> _AIM_:
Retype the passage of the Rangers article from "The wrong reaction" up to and including "last three years.", word for word.

━━━━━ TEXT SECTION ━━━━━

Rangers sticking with their plan

Don't expect the Rangers to overpay for a player like Michael Bourn. Daniel Shirey/US Presswire

The wrong reaction for the Texas Rangers would be an overreaction, a course correction that takes them off a trajectory that has carried them through two World Series appearances in the last three years.

Yes, it's been a rough offseason for the Rangers: They missed on Zack Greinke and James Shields, and Josh Hamilton signed with a division rival, and unless the Diamondbacks reassess their demands for Justin Upton, they're not going to get the right fielder, either. No matter what the Rangers do between now and the start of the 2013 season, it appears Texas won't have as a good a team as it did in May, when the Rangers looked like a juggernaut.

But they should still have a good team because they have a lot of pitching -- Yu Darvish, Matt Harrison, Alexi Ogando and others. Texas' ballpark tends to be a place that creates offensive stars, the same way that Oakland's park tends to foster excellent pitching. No matter how the Rangers decide to round out their lineup, they'll score enough runs to contend.

Michael Bourn is still available in free agency, and so are Nick Swisher and Adam LaRoche, and any of them would provide an upgrade. But each of those three players are tied to draft-pick compensation, and the Rangers, like a lot of other teams, are reluctant to give up their pick -- and, as old friend Peter Gammons has noted, the draft-pool money that would be attached to that top pick.

━━━━━ DATASET RECORDS ━━━━━

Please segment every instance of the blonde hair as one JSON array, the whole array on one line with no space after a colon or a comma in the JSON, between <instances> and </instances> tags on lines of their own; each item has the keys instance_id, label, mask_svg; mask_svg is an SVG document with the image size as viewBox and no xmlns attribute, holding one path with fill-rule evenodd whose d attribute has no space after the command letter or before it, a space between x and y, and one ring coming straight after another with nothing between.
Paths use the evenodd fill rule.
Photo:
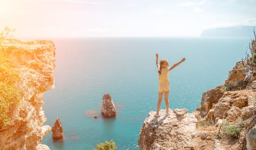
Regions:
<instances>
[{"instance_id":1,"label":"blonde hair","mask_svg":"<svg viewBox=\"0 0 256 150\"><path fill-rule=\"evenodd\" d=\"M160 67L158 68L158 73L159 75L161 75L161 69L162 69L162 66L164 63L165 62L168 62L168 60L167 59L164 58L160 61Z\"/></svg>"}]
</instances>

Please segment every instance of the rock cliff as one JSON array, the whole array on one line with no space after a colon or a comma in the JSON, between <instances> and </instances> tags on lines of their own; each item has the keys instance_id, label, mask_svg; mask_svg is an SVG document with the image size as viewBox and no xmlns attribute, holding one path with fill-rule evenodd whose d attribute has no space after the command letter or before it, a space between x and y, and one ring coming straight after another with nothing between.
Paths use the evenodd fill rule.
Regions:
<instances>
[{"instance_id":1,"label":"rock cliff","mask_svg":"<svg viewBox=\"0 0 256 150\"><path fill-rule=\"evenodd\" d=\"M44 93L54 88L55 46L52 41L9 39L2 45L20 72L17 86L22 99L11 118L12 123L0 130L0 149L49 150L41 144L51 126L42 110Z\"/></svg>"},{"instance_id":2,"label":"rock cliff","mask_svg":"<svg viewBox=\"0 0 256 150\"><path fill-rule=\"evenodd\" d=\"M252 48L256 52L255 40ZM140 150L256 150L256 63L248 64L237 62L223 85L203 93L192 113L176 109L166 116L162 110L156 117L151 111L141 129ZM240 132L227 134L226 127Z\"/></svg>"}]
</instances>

━━━━━

> _EXPECTED ANSWER_:
The wrong reaction for the Texas Rangers would be an overreaction, a course correction that takes them off a trajectory that has carried them through two World Series appearances in the last three years.